TASK PROMPT = Reproduce the material word for word, from the line containing "Box long brown hair." down to the line containing "262, 592, 482, 703", both included.

** BEGIN MATERIAL PROVIDED **

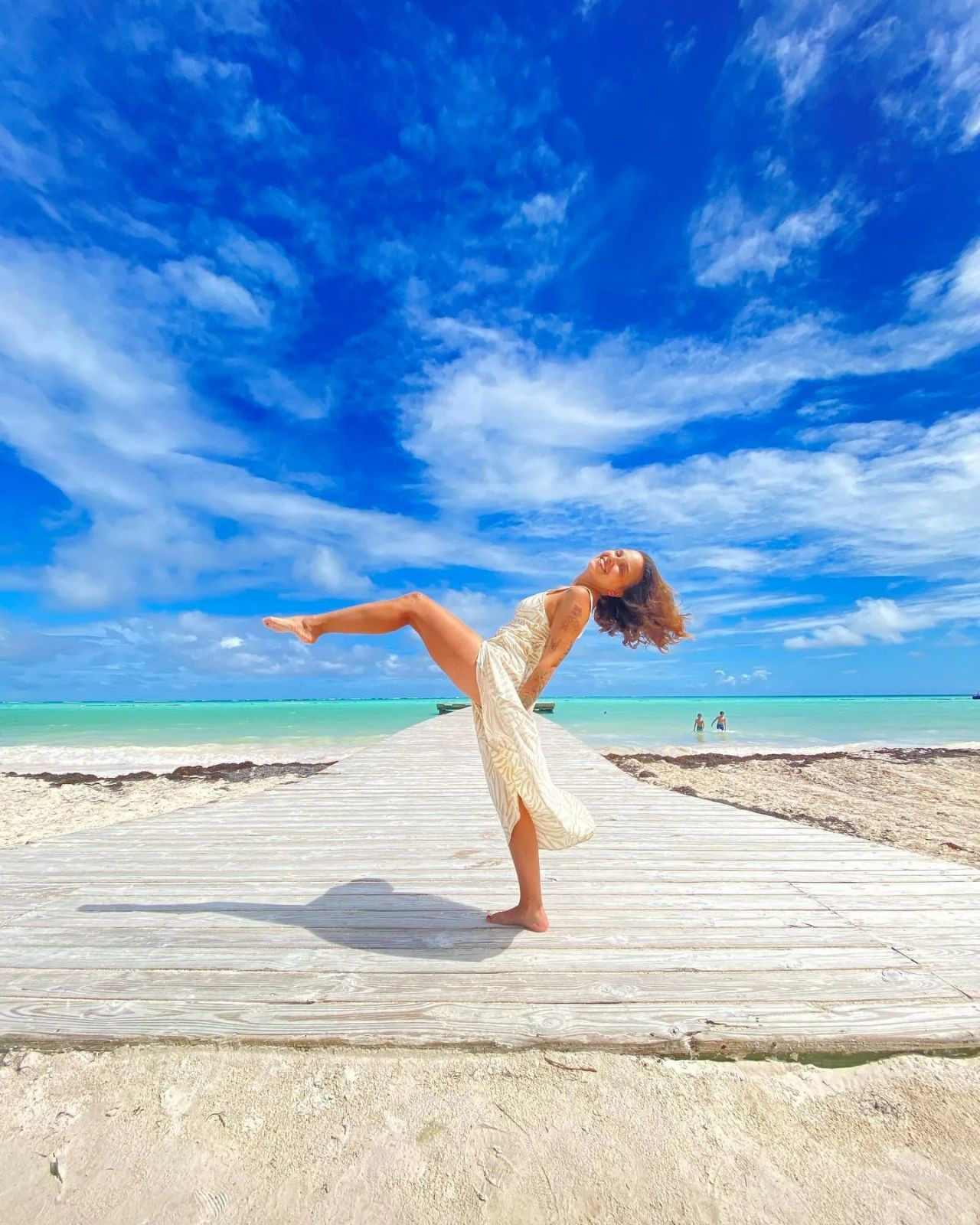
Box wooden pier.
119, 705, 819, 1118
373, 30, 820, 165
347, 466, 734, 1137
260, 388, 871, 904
0, 710, 980, 1055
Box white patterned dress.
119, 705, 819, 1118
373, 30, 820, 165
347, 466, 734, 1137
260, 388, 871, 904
473, 588, 596, 850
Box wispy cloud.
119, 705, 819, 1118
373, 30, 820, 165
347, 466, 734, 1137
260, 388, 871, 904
691, 191, 845, 286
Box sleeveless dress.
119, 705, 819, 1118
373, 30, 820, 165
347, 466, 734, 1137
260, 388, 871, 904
473, 592, 596, 850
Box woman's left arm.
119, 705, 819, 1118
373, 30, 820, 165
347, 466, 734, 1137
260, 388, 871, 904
519, 586, 590, 710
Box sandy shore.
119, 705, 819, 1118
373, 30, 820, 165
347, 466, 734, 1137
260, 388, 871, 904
0, 762, 332, 848
605, 749, 980, 867
0, 750, 980, 1225
8, 749, 980, 867
0, 1046, 980, 1225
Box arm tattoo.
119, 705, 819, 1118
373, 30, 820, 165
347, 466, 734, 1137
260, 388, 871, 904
519, 600, 582, 709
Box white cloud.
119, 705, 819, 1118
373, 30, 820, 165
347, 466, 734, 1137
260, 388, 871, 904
218, 230, 299, 289
0, 239, 522, 608
735, 0, 980, 149
299, 545, 371, 603
161, 256, 268, 327
784, 584, 980, 651
247, 370, 333, 421
404, 234, 980, 588
747, 0, 866, 106
691, 191, 844, 286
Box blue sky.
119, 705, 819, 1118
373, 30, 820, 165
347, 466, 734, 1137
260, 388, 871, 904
0, 0, 980, 701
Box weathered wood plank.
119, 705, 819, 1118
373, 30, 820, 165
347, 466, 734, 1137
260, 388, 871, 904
0, 712, 980, 1054
0, 968, 964, 1004
0, 998, 980, 1056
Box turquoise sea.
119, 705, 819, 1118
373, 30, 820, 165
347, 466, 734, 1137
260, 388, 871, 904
0, 694, 980, 773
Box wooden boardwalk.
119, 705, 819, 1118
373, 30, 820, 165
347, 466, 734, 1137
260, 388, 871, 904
0, 710, 980, 1055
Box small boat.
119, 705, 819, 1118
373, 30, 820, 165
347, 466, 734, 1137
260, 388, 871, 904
436, 702, 555, 714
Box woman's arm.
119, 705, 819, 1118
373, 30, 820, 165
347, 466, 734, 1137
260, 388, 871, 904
519, 586, 590, 710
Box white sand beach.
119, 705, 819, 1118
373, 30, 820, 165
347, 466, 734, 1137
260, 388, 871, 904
0, 1045, 980, 1225
606, 749, 980, 867
0, 751, 980, 1225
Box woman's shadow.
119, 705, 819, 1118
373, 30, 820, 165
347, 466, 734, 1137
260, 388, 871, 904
78, 877, 521, 962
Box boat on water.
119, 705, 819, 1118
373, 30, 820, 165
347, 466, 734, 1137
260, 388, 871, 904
436, 702, 555, 714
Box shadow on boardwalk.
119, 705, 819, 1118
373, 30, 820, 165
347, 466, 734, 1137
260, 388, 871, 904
78, 877, 521, 962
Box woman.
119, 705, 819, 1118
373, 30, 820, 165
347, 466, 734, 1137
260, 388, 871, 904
263, 549, 691, 931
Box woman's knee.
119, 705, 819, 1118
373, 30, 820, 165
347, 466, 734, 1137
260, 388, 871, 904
398, 592, 435, 625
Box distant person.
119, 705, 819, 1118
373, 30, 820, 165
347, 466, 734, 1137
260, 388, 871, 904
265, 549, 691, 931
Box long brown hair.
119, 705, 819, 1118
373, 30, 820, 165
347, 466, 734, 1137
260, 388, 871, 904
596, 550, 692, 651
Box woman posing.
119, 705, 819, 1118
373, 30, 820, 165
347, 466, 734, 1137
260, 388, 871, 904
263, 549, 690, 931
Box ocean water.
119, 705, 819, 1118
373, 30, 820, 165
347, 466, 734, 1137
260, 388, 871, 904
0, 694, 980, 774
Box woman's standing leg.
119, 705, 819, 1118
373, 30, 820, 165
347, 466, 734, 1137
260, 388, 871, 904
486, 796, 547, 931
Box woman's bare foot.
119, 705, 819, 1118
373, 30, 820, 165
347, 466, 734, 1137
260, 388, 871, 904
486, 905, 547, 931
262, 616, 316, 643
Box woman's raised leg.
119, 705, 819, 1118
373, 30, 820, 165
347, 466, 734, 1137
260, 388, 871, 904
486, 796, 547, 931
262, 592, 482, 703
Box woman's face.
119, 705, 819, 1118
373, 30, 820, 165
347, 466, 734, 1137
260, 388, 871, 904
586, 549, 643, 596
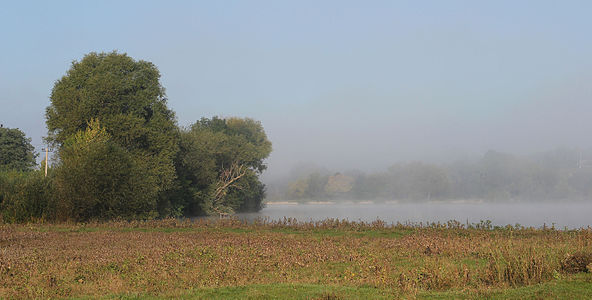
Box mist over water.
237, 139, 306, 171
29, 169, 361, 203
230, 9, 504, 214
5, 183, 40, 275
238, 203, 592, 229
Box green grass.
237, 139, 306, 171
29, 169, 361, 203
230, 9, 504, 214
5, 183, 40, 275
88, 274, 592, 299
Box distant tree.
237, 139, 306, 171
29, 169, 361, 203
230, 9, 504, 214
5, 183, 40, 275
325, 173, 354, 197
170, 117, 271, 215
0, 127, 37, 171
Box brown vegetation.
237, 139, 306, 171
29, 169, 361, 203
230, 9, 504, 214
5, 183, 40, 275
0, 219, 592, 298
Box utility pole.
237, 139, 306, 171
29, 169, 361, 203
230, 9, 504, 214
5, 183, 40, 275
45, 147, 49, 177
41, 146, 49, 177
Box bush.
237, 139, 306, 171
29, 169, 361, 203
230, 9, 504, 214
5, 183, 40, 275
0, 171, 55, 223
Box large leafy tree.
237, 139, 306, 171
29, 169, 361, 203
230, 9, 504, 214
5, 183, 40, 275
55, 120, 157, 221
0, 127, 37, 171
46, 52, 178, 216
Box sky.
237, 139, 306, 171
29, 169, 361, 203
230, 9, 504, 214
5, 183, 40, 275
0, 0, 592, 176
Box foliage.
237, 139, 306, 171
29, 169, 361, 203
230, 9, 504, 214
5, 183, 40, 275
171, 117, 271, 215
272, 149, 592, 201
55, 120, 158, 221
46, 52, 178, 209
0, 170, 55, 223
0, 127, 37, 171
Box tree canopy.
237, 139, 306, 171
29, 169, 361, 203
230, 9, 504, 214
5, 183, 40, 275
171, 117, 271, 214
0, 52, 271, 222
46, 52, 178, 218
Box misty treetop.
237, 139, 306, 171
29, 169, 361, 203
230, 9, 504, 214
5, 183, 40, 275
278, 149, 592, 201
0, 52, 271, 222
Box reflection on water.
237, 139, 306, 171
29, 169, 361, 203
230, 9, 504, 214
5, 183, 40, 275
238, 203, 592, 229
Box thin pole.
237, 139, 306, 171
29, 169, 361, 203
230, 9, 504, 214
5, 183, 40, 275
45, 147, 49, 177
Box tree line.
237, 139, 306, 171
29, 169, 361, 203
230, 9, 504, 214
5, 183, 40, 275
270, 149, 592, 201
0, 52, 272, 222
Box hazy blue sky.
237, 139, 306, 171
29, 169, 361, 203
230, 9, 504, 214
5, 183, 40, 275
0, 0, 592, 174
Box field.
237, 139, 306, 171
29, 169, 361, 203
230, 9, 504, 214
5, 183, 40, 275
0, 219, 592, 299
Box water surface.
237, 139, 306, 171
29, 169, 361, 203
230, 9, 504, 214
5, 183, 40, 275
239, 203, 592, 229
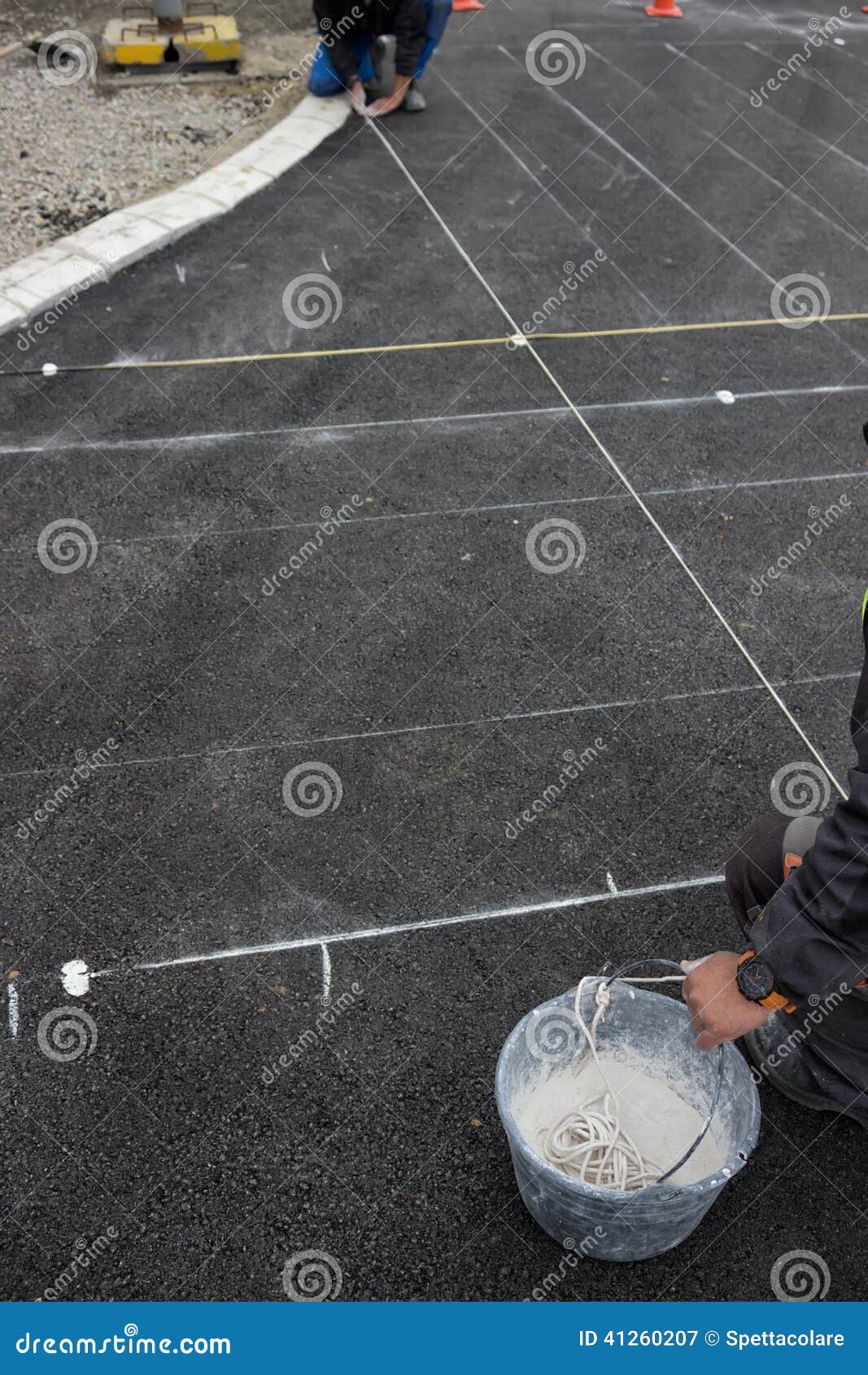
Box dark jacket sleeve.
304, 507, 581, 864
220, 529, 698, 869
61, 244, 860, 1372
395, 0, 425, 77
750, 769, 868, 1006
314, 0, 358, 86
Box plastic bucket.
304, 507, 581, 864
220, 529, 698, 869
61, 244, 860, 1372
495, 982, 759, 1261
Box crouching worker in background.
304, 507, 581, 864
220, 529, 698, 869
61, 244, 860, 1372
308, 0, 452, 118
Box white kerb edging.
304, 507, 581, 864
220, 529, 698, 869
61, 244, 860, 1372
0, 95, 350, 334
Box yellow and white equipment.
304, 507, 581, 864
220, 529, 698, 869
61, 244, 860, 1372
103, 0, 241, 70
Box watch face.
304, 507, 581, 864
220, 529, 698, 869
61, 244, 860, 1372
739, 954, 774, 1002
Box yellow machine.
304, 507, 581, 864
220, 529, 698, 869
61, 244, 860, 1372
103, 0, 241, 72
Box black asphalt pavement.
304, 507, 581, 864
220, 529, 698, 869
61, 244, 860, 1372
0, 0, 868, 1299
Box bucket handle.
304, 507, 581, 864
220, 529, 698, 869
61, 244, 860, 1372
603, 956, 723, 1188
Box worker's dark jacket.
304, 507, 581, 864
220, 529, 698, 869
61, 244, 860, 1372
750, 643, 868, 1005
314, 0, 426, 85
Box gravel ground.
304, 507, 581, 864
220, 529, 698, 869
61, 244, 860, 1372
0, 0, 314, 265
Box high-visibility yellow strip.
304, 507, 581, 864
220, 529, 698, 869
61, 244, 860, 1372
0, 311, 868, 377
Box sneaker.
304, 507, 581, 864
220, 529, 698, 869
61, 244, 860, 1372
400, 81, 428, 114
743, 1012, 868, 1132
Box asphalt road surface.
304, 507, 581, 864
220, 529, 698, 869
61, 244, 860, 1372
0, 0, 868, 1299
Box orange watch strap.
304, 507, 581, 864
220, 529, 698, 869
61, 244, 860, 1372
739, 951, 802, 1012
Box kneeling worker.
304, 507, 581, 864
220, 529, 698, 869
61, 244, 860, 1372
308, 0, 452, 118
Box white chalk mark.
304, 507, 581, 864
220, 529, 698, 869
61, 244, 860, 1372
60, 960, 91, 998
83, 873, 723, 979
319, 940, 332, 1006
367, 85, 848, 801
0, 461, 856, 560
0, 382, 868, 459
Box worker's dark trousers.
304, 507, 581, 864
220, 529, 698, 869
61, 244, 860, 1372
725, 811, 868, 1108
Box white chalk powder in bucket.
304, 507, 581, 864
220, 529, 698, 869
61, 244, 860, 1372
513, 1054, 726, 1189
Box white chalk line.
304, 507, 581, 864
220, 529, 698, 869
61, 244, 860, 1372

** END MATERIAL PROVIDED **

PROBLEM SOLUTION =
Box long brown hair.
119, 705, 819, 1118
373, 30, 820, 165
347, 466, 734, 1137
260, 388, 871, 904
596, 550, 692, 651
Box woman posing.
119, 705, 819, 1118
373, 30, 820, 165
347, 466, 734, 1137
260, 388, 871, 904
263, 549, 690, 931
Box ocean water.
119, 705, 819, 1118
373, 30, 820, 165
347, 466, 734, 1137
260, 388, 871, 904
0, 694, 980, 774
Box woman's standing leg.
119, 705, 819, 1118
373, 30, 820, 165
347, 466, 734, 1137
260, 388, 871, 904
486, 796, 547, 931
Box woman's bare foot.
119, 705, 819, 1118
373, 30, 820, 165
347, 466, 734, 1137
260, 388, 871, 904
486, 905, 547, 931
262, 616, 316, 643
Box woman's raised leg.
119, 705, 819, 1118
373, 30, 820, 165
347, 466, 734, 1137
260, 388, 871, 904
486, 796, 547, 931
262, 592, 482, 703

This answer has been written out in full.